Excerpts of pointing data
## start

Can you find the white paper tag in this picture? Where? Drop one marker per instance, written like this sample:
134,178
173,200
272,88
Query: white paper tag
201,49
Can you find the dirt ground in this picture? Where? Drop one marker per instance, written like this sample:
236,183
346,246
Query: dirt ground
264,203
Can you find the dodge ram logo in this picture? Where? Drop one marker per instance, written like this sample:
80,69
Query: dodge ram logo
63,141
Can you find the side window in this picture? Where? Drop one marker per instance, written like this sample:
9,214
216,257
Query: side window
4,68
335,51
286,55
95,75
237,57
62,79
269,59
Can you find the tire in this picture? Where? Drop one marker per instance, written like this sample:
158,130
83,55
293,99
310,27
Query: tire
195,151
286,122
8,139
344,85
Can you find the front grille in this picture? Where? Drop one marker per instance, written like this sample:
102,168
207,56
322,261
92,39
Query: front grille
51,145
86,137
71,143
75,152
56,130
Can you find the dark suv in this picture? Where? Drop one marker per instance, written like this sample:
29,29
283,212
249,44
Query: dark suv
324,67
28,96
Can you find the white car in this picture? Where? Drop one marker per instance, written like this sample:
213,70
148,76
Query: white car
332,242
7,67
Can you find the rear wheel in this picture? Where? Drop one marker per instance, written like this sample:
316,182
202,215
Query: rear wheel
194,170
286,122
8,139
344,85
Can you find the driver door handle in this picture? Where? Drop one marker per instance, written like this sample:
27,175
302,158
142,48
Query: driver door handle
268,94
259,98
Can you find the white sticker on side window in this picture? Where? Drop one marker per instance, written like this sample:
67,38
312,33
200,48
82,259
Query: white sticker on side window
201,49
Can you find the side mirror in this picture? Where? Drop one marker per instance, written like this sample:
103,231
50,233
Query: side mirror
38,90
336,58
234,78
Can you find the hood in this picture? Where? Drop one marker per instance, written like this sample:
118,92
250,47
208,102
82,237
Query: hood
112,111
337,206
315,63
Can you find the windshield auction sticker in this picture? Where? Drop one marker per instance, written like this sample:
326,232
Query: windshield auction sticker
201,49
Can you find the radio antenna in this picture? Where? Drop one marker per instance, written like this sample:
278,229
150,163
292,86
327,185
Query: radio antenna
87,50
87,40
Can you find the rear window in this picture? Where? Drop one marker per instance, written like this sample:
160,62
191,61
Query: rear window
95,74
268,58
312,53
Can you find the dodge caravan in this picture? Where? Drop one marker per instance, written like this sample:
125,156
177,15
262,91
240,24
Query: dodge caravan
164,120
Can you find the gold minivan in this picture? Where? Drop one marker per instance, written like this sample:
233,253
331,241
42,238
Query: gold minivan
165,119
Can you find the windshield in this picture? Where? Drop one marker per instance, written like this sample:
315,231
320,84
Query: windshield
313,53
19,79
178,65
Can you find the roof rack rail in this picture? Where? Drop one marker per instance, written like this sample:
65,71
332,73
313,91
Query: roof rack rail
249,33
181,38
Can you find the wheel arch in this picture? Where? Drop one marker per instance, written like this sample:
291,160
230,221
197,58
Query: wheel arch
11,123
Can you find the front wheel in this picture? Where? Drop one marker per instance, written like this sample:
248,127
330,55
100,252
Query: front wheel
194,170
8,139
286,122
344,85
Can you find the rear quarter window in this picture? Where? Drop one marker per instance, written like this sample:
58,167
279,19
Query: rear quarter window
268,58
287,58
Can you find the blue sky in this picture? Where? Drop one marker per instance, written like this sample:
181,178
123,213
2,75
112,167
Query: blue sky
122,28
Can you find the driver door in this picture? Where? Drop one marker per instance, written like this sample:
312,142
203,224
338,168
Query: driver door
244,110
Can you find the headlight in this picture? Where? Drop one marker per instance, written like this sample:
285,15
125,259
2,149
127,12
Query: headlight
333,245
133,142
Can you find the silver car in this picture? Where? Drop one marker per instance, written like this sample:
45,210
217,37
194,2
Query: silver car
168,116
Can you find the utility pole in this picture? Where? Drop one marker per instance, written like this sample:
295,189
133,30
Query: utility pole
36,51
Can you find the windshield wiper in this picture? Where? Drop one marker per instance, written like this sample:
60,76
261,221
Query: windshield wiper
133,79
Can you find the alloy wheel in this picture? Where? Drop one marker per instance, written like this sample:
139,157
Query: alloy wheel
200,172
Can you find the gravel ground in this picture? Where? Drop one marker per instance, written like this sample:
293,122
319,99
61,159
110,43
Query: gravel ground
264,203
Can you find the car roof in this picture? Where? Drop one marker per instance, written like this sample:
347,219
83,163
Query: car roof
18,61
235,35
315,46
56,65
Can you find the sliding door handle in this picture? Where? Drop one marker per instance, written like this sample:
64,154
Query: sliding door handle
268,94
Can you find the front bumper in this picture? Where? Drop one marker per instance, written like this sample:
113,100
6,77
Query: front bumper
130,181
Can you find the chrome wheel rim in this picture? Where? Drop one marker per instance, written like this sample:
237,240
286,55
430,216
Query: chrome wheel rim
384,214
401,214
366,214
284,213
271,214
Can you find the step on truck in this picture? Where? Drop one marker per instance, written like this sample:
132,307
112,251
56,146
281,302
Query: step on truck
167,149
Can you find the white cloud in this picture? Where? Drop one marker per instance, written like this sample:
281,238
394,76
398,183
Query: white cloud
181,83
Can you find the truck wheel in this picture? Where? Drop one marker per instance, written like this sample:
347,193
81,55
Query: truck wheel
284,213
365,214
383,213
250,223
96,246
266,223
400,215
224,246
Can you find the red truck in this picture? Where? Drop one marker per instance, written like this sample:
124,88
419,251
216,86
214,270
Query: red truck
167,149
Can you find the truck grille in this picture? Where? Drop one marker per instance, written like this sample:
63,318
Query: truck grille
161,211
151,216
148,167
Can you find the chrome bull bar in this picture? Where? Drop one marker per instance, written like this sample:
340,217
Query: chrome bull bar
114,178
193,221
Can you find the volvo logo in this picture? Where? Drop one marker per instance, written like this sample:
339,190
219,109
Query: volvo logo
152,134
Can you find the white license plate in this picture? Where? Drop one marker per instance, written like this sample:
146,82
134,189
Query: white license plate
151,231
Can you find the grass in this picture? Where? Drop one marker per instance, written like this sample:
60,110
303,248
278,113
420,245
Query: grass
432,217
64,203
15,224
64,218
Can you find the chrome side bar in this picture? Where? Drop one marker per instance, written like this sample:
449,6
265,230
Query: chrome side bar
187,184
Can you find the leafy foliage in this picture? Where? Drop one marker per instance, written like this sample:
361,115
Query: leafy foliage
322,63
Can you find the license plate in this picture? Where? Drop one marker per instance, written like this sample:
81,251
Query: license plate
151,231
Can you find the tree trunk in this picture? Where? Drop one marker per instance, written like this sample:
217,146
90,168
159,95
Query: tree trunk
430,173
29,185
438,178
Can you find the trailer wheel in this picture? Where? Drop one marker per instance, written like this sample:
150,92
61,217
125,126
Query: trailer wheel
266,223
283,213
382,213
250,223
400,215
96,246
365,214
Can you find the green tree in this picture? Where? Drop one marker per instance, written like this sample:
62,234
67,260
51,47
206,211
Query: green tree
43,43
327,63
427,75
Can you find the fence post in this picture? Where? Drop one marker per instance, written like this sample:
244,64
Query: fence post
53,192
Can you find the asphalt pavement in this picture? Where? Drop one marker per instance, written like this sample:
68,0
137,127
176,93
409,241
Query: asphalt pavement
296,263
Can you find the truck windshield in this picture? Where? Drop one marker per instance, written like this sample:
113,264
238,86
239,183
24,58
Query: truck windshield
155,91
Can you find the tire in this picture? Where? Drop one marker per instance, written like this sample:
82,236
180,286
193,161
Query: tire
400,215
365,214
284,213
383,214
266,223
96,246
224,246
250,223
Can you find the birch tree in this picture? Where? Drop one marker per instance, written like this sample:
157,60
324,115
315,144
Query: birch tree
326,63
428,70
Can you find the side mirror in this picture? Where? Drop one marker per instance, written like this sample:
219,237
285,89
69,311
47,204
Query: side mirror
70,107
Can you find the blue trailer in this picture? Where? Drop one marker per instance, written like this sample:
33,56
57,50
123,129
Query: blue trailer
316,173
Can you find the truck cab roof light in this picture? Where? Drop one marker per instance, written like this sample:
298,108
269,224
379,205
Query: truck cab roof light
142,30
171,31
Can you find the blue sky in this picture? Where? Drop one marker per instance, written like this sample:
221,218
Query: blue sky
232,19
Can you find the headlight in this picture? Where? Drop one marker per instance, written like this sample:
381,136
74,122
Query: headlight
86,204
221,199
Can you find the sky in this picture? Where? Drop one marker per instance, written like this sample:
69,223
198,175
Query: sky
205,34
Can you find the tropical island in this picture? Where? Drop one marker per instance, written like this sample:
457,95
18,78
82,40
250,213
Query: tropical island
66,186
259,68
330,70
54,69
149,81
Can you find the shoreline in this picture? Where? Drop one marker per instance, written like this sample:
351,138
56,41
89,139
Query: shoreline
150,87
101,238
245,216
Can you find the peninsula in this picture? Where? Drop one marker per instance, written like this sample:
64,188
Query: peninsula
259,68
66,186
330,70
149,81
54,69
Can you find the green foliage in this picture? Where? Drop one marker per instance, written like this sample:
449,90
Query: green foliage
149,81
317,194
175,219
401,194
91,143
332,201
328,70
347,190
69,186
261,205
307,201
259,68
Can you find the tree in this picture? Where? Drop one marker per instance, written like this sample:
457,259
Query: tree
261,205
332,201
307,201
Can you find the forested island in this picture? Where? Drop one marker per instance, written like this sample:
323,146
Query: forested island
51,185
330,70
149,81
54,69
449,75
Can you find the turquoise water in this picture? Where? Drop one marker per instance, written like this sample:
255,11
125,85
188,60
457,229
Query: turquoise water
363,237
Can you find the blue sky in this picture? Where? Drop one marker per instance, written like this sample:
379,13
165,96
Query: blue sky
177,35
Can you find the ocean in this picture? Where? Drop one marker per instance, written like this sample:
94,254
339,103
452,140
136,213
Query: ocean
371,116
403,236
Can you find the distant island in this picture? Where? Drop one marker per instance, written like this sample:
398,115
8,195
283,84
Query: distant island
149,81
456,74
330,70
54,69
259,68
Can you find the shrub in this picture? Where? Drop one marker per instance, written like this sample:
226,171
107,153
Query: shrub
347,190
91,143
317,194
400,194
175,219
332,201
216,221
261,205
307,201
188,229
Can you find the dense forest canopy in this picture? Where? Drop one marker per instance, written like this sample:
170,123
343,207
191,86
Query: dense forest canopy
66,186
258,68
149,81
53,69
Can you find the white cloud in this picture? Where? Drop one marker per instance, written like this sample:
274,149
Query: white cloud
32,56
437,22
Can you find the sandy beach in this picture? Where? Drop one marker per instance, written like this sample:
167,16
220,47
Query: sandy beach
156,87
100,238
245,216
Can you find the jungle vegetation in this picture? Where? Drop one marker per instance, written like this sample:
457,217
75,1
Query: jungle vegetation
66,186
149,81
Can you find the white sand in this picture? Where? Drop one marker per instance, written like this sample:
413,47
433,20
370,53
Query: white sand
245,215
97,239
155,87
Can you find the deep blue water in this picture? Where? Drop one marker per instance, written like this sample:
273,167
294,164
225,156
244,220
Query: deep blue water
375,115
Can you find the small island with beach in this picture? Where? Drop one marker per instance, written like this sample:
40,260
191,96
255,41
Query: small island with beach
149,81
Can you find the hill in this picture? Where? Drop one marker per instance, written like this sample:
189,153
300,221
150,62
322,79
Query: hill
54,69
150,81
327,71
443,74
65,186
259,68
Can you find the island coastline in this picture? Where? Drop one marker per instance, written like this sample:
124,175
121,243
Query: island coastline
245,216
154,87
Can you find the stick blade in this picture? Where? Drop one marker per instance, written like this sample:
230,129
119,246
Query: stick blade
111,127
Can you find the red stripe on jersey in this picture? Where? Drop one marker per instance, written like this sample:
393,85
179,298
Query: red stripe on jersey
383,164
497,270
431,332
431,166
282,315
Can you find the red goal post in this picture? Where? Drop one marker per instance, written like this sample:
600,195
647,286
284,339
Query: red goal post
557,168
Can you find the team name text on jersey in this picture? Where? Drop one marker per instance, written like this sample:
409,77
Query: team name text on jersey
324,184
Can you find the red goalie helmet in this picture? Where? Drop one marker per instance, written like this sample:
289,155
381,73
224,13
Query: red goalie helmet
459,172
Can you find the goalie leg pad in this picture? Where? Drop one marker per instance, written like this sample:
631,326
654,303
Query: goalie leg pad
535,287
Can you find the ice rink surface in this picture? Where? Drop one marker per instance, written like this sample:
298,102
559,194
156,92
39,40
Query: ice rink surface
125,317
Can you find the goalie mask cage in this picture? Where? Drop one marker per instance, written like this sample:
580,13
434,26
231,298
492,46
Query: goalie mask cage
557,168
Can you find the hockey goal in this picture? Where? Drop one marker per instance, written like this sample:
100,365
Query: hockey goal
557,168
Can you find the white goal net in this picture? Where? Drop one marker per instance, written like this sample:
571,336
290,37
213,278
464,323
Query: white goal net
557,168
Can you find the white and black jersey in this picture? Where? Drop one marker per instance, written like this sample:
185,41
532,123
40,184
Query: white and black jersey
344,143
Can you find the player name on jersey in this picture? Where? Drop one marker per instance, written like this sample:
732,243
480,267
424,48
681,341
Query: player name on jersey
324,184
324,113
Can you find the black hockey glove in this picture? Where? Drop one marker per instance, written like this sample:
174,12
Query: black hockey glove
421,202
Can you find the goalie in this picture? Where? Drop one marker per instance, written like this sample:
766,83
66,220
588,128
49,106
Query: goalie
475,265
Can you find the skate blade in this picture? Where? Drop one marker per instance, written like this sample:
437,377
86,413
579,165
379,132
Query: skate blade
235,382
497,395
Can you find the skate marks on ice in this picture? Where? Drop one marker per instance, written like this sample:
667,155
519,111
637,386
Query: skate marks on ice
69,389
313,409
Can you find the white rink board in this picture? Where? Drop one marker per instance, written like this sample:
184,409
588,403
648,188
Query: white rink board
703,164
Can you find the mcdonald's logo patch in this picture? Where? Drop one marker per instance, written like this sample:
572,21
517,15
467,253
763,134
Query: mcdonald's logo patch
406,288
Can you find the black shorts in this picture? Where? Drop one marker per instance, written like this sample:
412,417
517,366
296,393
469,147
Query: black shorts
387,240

## end

- Brief:
Find the line containing "Can you find the hockey" in the material above. Print it and every line after it through the end, exactly and only those.

- Task answer:
Can you find the hockey goal in this picture? Where? Drop one marker per instance, written like this sample:
100,365
Query: hockey goal
557,168
Can you find the white goal net in this picture? Where? Drop one marker per instance, written like this sample:
571,336
290,37
213,278
464,323
Query: white goal net
557,168
Can you find the white and black jersey in this picture? Where? Drop one marker per instance, written like this sample:
185,41
532,123
40,184
Query: white and black jersey
344,143
Can you find the player name on jersey in this picture? Where? Drop one marker per instance, written like this sample:
732,243
480,267
424,48
681,341
Query: player name on jersey
324,184
324,113
Can you find the black hockey glove in this picture? Where? Drop one marker per instance, written like this sample:
174,12
Query: black hockey glove
421,202
Can you find the goalie in this picture? Where? Drop one marker per instance, written like this sample:
766,83
66,220
588,128
49,106
Query: goalie
475,265
Can you find the skate blade in this picture? Where? Drop one marker per instance, written like this sample:
437,377
86,413
579,165
379,132
Query: skate blade
235,382
497,395
Can you find the skate marks on ice in this picture? Where? Drop one marker per instance, written like this sample:
667,155
519,111
637,386
Query: skate marks on ice
69,389
313,409
Can you find the white rink board in this picture? Where? Drop one marker per instance, written like this sample:
184,409
588,403
648,188
Query: white rink board
703,164
Can you find the mcdonald's logo patch in this picture? Where? Drop one marker per instance, written like this sample:
572,21
517,15
467,253
763,134
Query: mcdonald's logo patch
406,288
Can you find the black shorts in this picture? Where? Drop one marker per instance, written like this sample:
412,417
517,366
296,393
469,147
Query: black shorts
387,240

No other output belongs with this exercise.